Task statement -> Please return the listing below from the line with "Target: yellow flower cluster" through its last line, exactly, and include nothing else.
_ _ _ _
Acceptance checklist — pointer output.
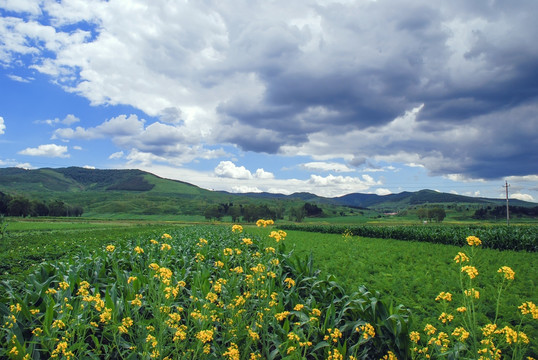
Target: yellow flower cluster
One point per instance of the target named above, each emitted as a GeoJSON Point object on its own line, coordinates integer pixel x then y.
{"type": "Point", "coordinates": [529, 308]}
{"type": "Point", "coordinates": [232, 353]}
{"type": "Point", "coordinates": [461, 334]}
{"type": "Point", "coordinates": [281, 316]}
{"type": "Point", "coordinates": [444, 296]}
{"type": "Point", "coordinates": [289, 282]}
{"type": "Point", "coordinates": [472, 293]}
{"type": "Point", "coordinates": [334, 335]}
{"type": "Point", "coordinates": [205, 336]}
{"type": "Point", "coordinates": [237, 228]}
{"type": "Point", "coordinates": [335, 355]}
{"type": "Point", "coordinates": [470, 270]}
{"type": "Point", "coordinates": [461, 257]}
{"type": "Point", "coordinates": [414, 336]}
{"type": "Point", "coordinates": [278, 235]}
{"type": "Point", "coordinates": [126, 323]}
{"type": "Point", "coordinates": [430, 329]}
{"type": "Point", "coordinates": [390, 356]}
{"type": "Point", "coordinates": [509, 274]}
{"type": "Point", "coordinates": [473, 241]}
{"type": "Point", "coordinates": [165, 247]}
{"type": "Point", "coordinates": [367, 330]}
{"type": "Point", "coordinates": [444, 318]}
{"type": "Point", "coordinates": [264, 223]}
_ _ _ _
Finished task ->
Target: yellow flower cluster
One point per instance of the target named above, each emitted as a GeoJSON Point object on its own line, coordinates integer pixel x then y.
{"type": "Point", "coordinates": [529, 308]}
{"type": "Point", "coordinates": [232, 353]}
{"type": "Point", "coordinates": [461, 334]}
{"type": "Point", "coordinates": [281, 316]}
{"type": "Point", "coordinates": [444, 296]}
{"type": "Point", "coordinates": [289, 282]}
{"type": "Point", "coordinates": [472, 293]}
{"type": "Point", "coordinates": [334, 335]}
{"type": "Point", "coordinates": [205, 336]}
{"type": "Point", "coordinates": [237, 228]}
{"type": "Point", "coordinates": [335, 355]}
{"type": "Point", "coordinates": [470, 270]}
{"type": "Point", "coordinates": [461, 257]}
{"type": "Point", "coordinates": [414, 336]}
{"type": "Point", "coordinates": [278, 235]}
{"type": "Point", "coordinates": [126, 323]}
{"type": "Point", "coordinates": [430, 329]}
{"type": "Point", "coordinates": [390, 356]}
{"type": "Point", "coordinates": [509, 274]}
{"type": "Point", "coordinates": [473, 241]}
{"type": "Point", "coordinates": [165, 247]}
{"type": "Point", "coordinates": [367, 330]}
{"type": "Point", "coordinates": [444, 318]}
{"type": "Point", "coordinates": [264, 223]}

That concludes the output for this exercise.